◆ ACTIVITIES:
- 1) Answer these questions about the George Gunton text.
(a) What did Gunton find when he went to complete Ira Steward's book?
(b) What year did the Roosevelt administration form a Bureau of Corporations with full investigative powers?
(c) How did Gunton define the principle of evolution?
- 2) Write the next part of the George Gunton text, picking up after its final sentence.

◆ TEXT UNDER STUDY:

--- --- ---

American trade unionist

George Gunton (September 8, 1845 – September 11, 1919) was an influential figure in the labor movement of the United States around the turn of the 20th century and was an avid supporter of industrial combinations and trusts. He was a close colleague of Ira Steward, and upon Steward's death in 1883 he agreed to complete and prepare for publication a book that Steward had been writing. Gunton found only notes, not a nearly complete book. Deciding the notes were not sufficient for editing, Gunton discarded them, instead building on the ideas of his colleague to formulate his own book on the labor movement, Wealth and Progress, which was published in 1887, followed by Principles of Social Economics in 1891. He founded a school, the Institute of Social Economics, in 1891, with the aim of educating the masses in the path of responsible citizenship.

Gunton was the editor of Gunton's Magazine, a goal-oriented publication, which drew many prominent thinkers of his time. An early supporter and adviser to Theodore Roosevelt, Gunton later became a vocal critic of the president, when the administration began attacking trusts, forming a Bureau of Corporations with full investigative powers in 1903. Though Gunton was accused in his life of being bought by big business, he genuinely believed, and made good argument to the fact, that well organized capital was vital to the protection of the rights of a well-organized labor force.

==Philosophy==
George Gunton was of a scientific mind and thus rooted his philosophy in the principle of evolution. He articulated the principle of evolution as the development from the simple and similar to the complex and heterogeneous. In other words, as a system develops, it becomes increasingly multifaceted and specialized.

--- --- ---

◆ Data excerpts:
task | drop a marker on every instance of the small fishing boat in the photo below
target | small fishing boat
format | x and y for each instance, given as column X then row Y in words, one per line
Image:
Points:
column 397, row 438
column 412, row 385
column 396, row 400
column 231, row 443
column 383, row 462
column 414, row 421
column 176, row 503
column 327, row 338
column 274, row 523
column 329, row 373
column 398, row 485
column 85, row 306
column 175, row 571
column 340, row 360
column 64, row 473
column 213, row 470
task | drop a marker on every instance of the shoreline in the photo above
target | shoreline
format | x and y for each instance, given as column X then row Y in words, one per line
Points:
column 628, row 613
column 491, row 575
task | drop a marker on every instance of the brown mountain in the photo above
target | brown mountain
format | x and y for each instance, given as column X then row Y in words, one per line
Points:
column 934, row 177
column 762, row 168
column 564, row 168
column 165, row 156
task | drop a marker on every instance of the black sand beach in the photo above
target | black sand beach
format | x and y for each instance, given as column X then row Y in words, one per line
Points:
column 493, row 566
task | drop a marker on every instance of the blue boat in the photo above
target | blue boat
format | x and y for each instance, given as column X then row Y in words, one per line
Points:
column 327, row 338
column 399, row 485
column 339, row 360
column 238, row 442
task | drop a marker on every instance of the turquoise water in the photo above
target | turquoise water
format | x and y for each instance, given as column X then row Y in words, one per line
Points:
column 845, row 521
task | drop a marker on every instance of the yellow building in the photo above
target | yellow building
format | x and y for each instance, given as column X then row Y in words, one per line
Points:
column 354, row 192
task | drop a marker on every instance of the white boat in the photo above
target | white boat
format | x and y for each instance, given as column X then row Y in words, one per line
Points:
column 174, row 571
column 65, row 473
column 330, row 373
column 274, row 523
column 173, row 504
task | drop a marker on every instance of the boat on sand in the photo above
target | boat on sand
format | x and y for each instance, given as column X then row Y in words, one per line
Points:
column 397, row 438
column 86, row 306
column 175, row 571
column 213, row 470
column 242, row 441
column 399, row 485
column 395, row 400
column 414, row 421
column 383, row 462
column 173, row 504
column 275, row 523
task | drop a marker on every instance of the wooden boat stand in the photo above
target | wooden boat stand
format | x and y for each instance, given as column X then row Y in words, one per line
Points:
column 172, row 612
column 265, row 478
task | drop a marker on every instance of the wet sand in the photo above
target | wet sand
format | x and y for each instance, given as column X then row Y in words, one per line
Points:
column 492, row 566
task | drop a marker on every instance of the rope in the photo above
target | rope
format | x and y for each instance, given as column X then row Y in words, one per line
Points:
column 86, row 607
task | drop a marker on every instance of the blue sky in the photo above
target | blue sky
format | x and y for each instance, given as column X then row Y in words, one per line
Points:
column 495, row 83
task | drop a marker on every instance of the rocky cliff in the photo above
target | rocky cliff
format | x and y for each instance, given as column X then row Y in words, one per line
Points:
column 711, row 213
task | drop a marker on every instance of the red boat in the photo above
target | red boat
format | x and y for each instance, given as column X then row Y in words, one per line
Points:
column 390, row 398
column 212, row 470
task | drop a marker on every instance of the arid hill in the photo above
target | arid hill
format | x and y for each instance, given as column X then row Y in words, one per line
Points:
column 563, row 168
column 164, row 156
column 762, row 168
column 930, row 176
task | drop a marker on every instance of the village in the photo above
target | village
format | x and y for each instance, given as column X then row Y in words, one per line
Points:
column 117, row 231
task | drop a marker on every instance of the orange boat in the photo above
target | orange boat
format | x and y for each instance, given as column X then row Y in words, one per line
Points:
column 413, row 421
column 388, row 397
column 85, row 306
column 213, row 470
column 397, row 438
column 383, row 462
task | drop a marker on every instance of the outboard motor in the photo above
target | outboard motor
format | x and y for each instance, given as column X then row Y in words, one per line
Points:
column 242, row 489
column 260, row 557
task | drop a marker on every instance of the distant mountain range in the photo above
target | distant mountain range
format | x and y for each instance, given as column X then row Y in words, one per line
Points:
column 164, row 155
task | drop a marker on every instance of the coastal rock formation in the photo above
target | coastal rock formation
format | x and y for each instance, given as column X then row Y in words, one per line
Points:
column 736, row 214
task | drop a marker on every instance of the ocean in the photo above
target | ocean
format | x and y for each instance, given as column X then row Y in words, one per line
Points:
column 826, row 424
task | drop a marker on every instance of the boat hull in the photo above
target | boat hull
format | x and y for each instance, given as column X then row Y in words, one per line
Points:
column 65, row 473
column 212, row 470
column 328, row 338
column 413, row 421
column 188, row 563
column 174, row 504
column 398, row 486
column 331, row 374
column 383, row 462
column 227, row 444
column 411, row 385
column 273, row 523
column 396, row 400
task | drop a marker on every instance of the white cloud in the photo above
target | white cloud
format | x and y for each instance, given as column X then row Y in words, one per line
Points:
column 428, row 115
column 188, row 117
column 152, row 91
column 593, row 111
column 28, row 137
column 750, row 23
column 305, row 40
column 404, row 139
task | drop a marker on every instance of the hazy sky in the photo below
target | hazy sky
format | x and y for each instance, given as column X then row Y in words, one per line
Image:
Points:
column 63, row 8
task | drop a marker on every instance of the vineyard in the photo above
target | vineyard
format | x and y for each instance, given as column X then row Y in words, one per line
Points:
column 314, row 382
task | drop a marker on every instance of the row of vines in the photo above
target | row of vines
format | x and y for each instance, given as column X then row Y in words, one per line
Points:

--- --- ---

◆ EXPECTED RESPONSES:
- 1)
(a) He found only notes, not a nearly complete book.
(b) 1903.
(c) As the development from the simple and similar to the complex and heterogeneous.

- 2)
Applying this view of progress to human society, Gunton distinguished three elements at play within this process – material, intellect, and morality. He saw the material factor as the most fundamental, initiating social development through human want and the exploitation of nature. Intellect is the guide of humanity, and morality is the result. For example, in the case of altruism, the moral codes against murder or theft are rooted in self-preservation, the gains to be had from being a member of a stable society outweighing the gains of the immediately selfish act. He believed that the development of egoistic wants stimulated man's intellect, which in turn differentiated, specialized, the field of morality and thus the conscious egoism and unconscious morality transforms into unconscious egoism and conscious morality. So ultimately, it is the development of man's desires that leads to the development of moral character.

Gunton saw the exploitation of nature as man's greatest power, and he saw no limit to the progress that could be made by its harnessing. In relation to matters of the labor movement, he saw this as the key to the mutual benefit of worker and employer. Gunton was an enthusiastic optimist, believing nature to be an unending wealth from which all could reap. All that was needed to augment the technological advances now bringing nature under man's domination was a balanced system of organized capital and organized labor.

In regards to the organization of capital, Gunton was a defender of trusts. He believed that industrial combination and consolidation was not only inevitable, but also necessary to the protection of the worker. He saw small business as an enemy of labor. In his time, it was small businesses that were participating in petty practices such as blacklisting and organizing in "employer's associations" to engage in anti-union activity. In his view, the greater the capital investment, the more the employer has at stake, and thus the more likely the employer is to respond to the needs and wants of his workforce, to avoid loss due to a stop in productivity. Gunton contended that popular protest to industrial concentration was due to a misunderstanding of competition, from viewing competition from the standpoint of the receding competitor. For example, in the industry of fabric and textiles, a hand loom will lose out to a small factory. This is not an eradication of competition, it is a raising of the competitive plane. So the development of concentrated capital with better machinery and better facilities does not eliminate competition, it makes such organization necessary in all industries.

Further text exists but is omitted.